• What to produce
Turn the rows below, from the line with "Locate the white neighboring" to the line with "xmin=267 ymin=0 xmax=425 ymax=157", into a Markdown table with the columns Num and Entry, giving each line its own number and skipping blank lines. Leave the pictures out.

• Data supplied
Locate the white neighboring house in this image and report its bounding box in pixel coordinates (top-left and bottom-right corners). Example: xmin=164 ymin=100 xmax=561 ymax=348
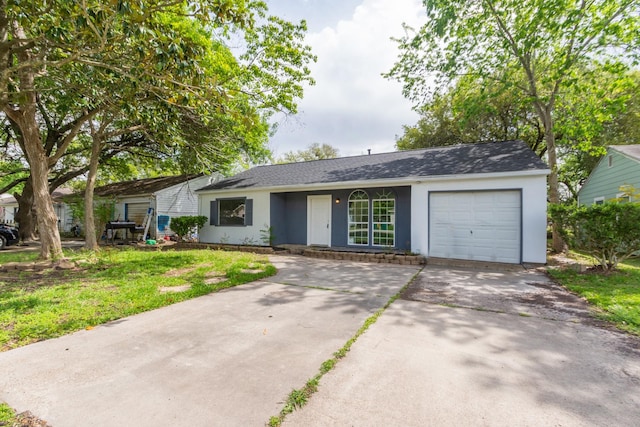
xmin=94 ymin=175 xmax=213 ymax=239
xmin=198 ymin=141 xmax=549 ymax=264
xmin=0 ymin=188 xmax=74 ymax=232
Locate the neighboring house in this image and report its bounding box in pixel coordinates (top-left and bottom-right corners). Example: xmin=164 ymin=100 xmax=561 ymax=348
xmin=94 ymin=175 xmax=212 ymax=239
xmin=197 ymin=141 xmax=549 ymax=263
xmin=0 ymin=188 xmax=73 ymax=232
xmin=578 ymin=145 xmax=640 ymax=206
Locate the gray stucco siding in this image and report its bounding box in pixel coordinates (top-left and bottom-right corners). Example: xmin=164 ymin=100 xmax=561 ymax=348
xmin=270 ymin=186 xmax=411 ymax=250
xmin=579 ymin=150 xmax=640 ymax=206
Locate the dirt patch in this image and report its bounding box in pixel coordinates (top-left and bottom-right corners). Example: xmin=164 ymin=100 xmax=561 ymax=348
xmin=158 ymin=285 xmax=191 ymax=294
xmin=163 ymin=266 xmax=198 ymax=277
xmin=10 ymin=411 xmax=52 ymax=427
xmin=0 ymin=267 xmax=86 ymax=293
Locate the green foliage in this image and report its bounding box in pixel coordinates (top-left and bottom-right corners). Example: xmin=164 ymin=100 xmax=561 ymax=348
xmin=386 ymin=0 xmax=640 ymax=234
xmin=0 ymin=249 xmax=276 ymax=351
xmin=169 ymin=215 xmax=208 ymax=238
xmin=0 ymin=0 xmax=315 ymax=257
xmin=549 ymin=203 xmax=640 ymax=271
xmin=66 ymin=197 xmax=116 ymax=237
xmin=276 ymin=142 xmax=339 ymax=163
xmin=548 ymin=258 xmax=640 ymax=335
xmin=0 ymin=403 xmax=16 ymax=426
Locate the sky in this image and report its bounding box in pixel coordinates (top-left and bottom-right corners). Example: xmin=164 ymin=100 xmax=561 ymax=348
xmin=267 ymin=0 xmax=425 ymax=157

* * *

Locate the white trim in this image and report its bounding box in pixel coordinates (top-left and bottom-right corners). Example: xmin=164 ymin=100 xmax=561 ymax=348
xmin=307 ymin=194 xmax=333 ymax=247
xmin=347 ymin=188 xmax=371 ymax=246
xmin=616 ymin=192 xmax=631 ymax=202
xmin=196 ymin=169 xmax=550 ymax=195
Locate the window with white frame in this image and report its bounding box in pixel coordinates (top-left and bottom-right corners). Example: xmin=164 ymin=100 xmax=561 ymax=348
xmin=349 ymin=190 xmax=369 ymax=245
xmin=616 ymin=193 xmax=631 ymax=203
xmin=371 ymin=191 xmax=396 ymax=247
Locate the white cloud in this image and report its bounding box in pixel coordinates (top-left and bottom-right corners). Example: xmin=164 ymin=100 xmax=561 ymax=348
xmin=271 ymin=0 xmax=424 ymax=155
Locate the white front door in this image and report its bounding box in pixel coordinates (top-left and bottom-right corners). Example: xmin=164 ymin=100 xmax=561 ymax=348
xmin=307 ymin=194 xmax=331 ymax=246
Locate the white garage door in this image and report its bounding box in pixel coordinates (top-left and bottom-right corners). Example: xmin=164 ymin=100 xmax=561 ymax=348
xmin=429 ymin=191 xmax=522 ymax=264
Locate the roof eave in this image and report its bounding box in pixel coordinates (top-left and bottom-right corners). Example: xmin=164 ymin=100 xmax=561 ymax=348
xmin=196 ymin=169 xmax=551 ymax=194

• Output of the task
| Num | Entry |
|---|---|
| 1 | Locate the white neighboring house in this image and report its bounding box in pixel coordinates (top-left and bottom-right corners). Example: xmin=164 ymin=100 xmax=561 ymax=348 |
| 2 | xmin=94 ymin=175 xmax=213 ymax=239 |
| 3 | xmin=198 ymin=141 xmax=549 ymax=264 |
| 4 | xmin=0 ymin=188 xmax=74 ymax=232 |
| 5 | Locate the neighboring house in this image and report its bounding box in pixel coordinates (top-left and bottom-right corners). Example: xmin=164 ymin=100 xmax=561 ymax=348 |
| 6 | xmin=94 ymin=175 xmax=212 ymax=239 |
| 7 | xmin=197 ymin=141 xmax=549 ymax=263 |
| 8 | xmin=0 ymin=188 xmax=73 ymax=232 |
| 9 | xmin=578 ymin=145 xmax=640 ymax=206 |
| 10 | Locate the gray stucco siding in this image and report its bounding box in pixel coordinates (top-left and bottom-right corners). Example: xmin=164 ymin=100 xmax=561 ymax=348 |
| 11 | xmin=270 ymin=186 xmax=411 ymax=250 |
| 12 | xmin=579 ymin=150 xmax=640 ymax=206 |
| 13 | Locate the dirt patch in this image and report its bounding box in pixel coordinates (top-left and bottom-right corners). Example: xmin=164 ymin=100 xmax=561 ymax=348 |
| 14 | xmin=158 ymin=285 xmax=191 ymax=294 |
| 15 | xmin=163 ymin=266 xmax=198 ymax=277 |
| 16 | xmin=10 ymin=411 xmax=52 ymax=427 |
| 17 | xmin=0 ymin=267 xmax=86 ymax=293 |
| 18 | Locate the green foliage in this image and report its bounding box in pixel coordinates (top-left and bottom-right corners). Example: xmin=164 ymin=100 xmax=561 ymax=348 |
| 19 | xmin=386 ymin=0 xmax=640 ymax=234 |
| 20 | xmin=0 ymin=249 xmax=276 ymax=351 |
| 21 | xmin=169 ymin=215 xmax=208 ymax=238 |
| 22 | xmin=0 ymin=0 xmax=315 ymax=257 |
| 23 | xmin=549 ymin=203 xmax=640 ymax=271 |
| 24 | xmin=66 ymin=197 xmax=116 ymax=237 |
| 25 | xmin=276 ymin=142 xmax=339 ymax=163 |
| 26 | xmin=548 ymin=258 xmax=640 ymax=335 |
| 27 | xmin=0 ymin=403 xmax=16 ymax=426 |
| 28 | Locate the sky in this image and report its bounding box in pixel coordinates (top-left and bottom-right corners). Example: xmin=164 ymin=100 xmax=561 ymax=348 |
| 29 | xmin=267 ymin=0 xmax=425 ymax=157 |